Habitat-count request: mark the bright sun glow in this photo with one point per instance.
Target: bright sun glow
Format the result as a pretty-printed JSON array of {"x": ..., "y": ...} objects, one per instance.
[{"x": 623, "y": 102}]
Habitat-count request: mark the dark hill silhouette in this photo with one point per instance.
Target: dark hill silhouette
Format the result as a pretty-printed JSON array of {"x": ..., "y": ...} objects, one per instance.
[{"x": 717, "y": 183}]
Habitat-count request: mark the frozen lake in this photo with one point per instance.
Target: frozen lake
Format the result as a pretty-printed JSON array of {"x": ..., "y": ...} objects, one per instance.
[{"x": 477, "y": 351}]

---

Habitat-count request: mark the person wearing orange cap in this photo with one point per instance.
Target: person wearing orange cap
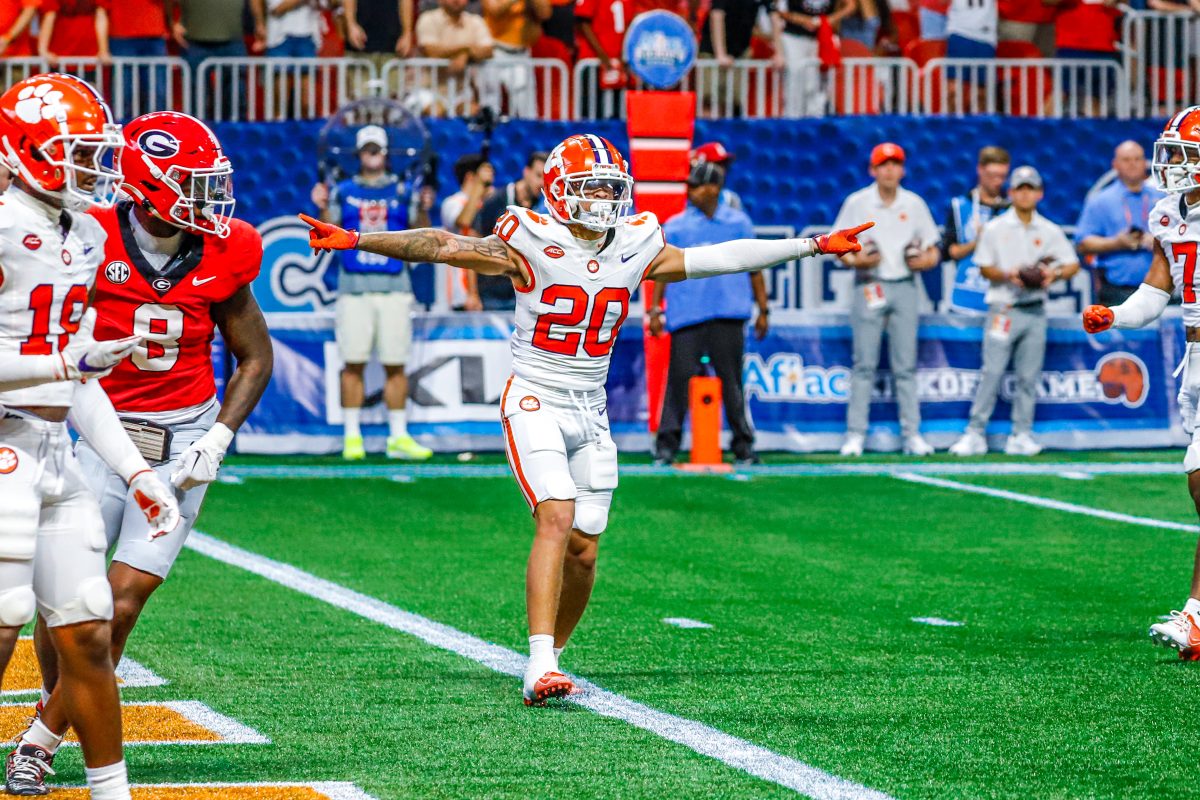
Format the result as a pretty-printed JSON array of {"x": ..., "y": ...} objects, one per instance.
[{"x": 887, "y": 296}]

**WORK TO BE COMPLETED**
Gather each line of the material above that contains the word "dark" and copy those lines out.

**RESULT FOR THIS EXERCISE**
Habitat-count request: mark the dark hill silhouette in this photo with one point per instance.
Target: dark hill silhouette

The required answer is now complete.